Problem:
Give all the lines below again, exactly, with no pictures.

### Entries

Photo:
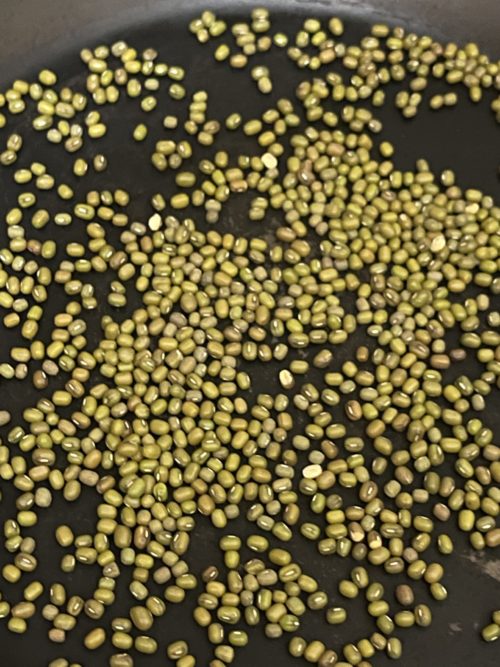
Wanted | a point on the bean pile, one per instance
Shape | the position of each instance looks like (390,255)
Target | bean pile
(366,457)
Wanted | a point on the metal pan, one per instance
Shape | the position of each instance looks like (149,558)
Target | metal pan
(36,34)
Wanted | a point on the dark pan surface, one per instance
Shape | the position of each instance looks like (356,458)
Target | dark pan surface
(38,34)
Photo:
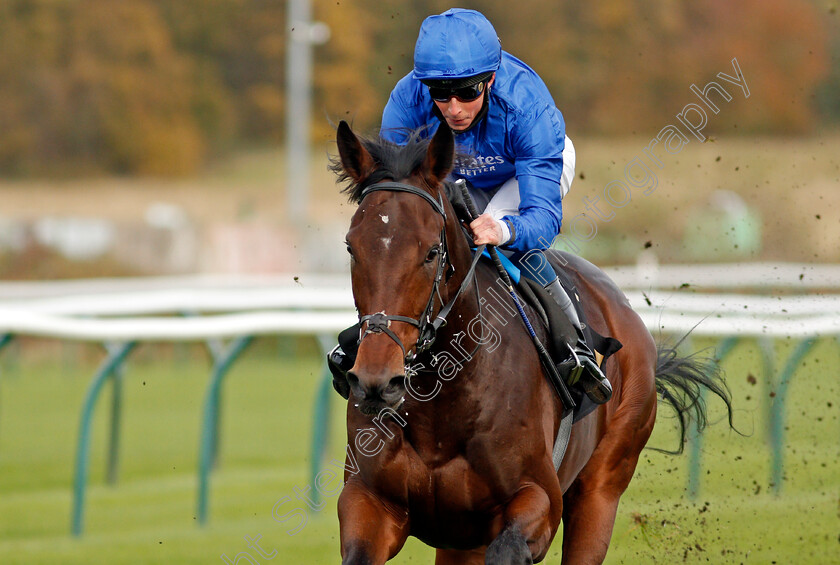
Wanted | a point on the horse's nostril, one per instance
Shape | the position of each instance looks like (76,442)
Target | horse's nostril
(397,382)
(395,387)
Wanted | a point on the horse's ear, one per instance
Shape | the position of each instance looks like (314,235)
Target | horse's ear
(440,156)
(355,159)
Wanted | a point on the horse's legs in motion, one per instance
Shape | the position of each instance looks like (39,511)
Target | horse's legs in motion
(454,557)
(370,533)
(528,531)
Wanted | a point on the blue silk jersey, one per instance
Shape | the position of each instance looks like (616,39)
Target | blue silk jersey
(522,135)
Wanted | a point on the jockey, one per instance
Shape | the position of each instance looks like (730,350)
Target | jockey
(514,153)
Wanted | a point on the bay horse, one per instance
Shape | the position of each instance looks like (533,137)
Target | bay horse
(450,435)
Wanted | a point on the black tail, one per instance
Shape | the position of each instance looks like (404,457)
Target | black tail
(681,381)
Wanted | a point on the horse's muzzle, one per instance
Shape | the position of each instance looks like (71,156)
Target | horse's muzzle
(372,398)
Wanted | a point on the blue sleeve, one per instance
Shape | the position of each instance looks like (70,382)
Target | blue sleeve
(397,118)
(538,142)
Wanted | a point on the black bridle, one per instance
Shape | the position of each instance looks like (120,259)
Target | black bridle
(426,324)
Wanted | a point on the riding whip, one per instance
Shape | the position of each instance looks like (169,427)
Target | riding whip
(553,376)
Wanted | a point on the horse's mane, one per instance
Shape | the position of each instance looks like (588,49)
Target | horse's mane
(392,160)
(396,162)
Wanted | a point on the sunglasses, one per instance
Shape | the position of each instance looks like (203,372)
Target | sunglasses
(465,94)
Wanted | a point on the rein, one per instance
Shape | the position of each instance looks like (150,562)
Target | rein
(381,322)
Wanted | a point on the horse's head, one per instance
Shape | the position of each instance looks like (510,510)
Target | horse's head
(397,243)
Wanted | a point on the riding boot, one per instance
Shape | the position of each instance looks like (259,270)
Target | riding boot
(583,367)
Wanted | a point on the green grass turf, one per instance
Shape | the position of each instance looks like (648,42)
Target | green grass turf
(149,516)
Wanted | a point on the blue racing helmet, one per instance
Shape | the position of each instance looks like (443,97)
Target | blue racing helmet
(458,47)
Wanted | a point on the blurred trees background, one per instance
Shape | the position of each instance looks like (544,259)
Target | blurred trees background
(158,87)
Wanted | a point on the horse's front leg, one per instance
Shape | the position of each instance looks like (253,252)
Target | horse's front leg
(530,521)
(371,532)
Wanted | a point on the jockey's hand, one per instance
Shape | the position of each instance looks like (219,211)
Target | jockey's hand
(487,229)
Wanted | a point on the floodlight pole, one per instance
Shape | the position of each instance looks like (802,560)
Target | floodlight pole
(303,34)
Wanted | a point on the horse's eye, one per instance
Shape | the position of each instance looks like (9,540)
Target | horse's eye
(433,252)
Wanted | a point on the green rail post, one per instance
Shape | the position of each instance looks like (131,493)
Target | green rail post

######

Correct answer:
Photo:
Wanted | a point on the bean pile, one per instance
Shape | the position of each instance looks like (390,255)
Target | bean pile
(366,457)
Wanted | a point on the metal pan, one per instance
Shape | the position of each instance looks like (149,558)
Target | metal pan
(36,34)
Wanted | a point on the dark pan surface, one per instance
Shape | the position of each instance looks like (356,458)
Target | dark pan surface
(38,34)
Photo:
Wanted | a point on the horse's nostril, one per instance
Shape | the position of each instance looks like (76,442)
Target | horse's nostril
(397,382)
(395,387)
Wanted | a point on the horse's ear, one per instance
Shape | the position of each instance looks like (314,235)
Target | horse's ear
(440,156)
(355,159)
Wanted | a point on the horse's legs in motion, one per instance
Shape | the position of each instance looks like (39,511)
Target | horse's legs in motion
(454,557)
(370,533)
(528,531)
Wanted | a point on the blue silk jersey, one per instance
Shape | the position of each instance looks like (616,39)
Target | blue silk jersey
(522,135)
Wanted | a point on the jockey, one per instance
Shape | the position of each instance looks like (730,350)
Target | jockey
(514,153)
Wanted | a point on the bay horse, one per instance
Shape | the position of each instance looks like (533,137)
Target | bay horse
(450,435)
Wanted | a point on the black tail, one per instance
Shape | the position of each instance looks like (404,457)
Target | black tail
(681,381)
Wanted | a point on the horse's muzzle, one per instance
Shape | the position of each instance looks like (71,156)
Target | horse's muzzle
(372,398)
Wanted | a point on the blue sleeve, one per instance
Shape | the position of each instance looks like (70,382)
Target | blue sleeve
(397,118)
(538,142)
Wanted | a point on the black bridle, one per instance
Shape | the position of each instance looks like (120,259)
Target | black bridle
(426,324)
Wanted | a point on the riding whip, one per instance
Shape | the position of each instance looks like (169,427)
Target | riding whip
(553,376)
Wanted | a point on the horse's mane, one per instance
Shape | the position of each instance looks like (588,49)
Target | horse's mane
(392,160)
(396,162)
Wanted | a point on the sunglasses, one per instance
Shape | the position of each instance looks like (203,372)
Target | sunglasses
(465,94)
Wanted | a point on the rein, one per instance
Shape | the position of each instance looks like (150,562)
Target | rein
(381,322)
Wanted | a point on the horse's head, one per instance
Shape | the position of each instance looks like (510,510)
Target | horse's head
(397,243)
Wanted | a point on the riding boot, one per instance
Shape | the position of each instance looks like (259,270)
Target | riding boot
(583,367)
Wanted | a point on the green grass turf, one per instance
Shape | the position of each instance looks like (648,42)
Target | green grass turf
(149,516)
Wanted | a point on the blue racing helmet, one per instance
Shape | the position of each instance looks like (443,97)
Target | blue racing helmet
(458,47)
Wanted | a point on the blurred trees background, one per instance
Shape | the position of each instance looks like (544,259)
Target | blurred trees background
(158,87)
Wanted | a point on the horse's front leg, one per instance
Shape | the position of each instance looks like (253,252)
Target | horse's front leg
(530,521)
(371,532)
Wanted | a point on the jockey's hand, one per instance
Shape | the position of each instance looks like (219,211)
Target | jockey's hand
(487,229)
Wanted | a point on the floodlight pole, one per instance
Shape | the position of each instance looks like (802,560)
Target | floodlight pole
(303,34)
Wanted | a point on the horse's eye, one per instance
Shape | the position of each instance looks like (9,540)
Target | horse's eye
(433,252)
Wanted | a point on the green rail post, one per instance
Shape | the position of each instance looks like (131,493)
Target | green rail post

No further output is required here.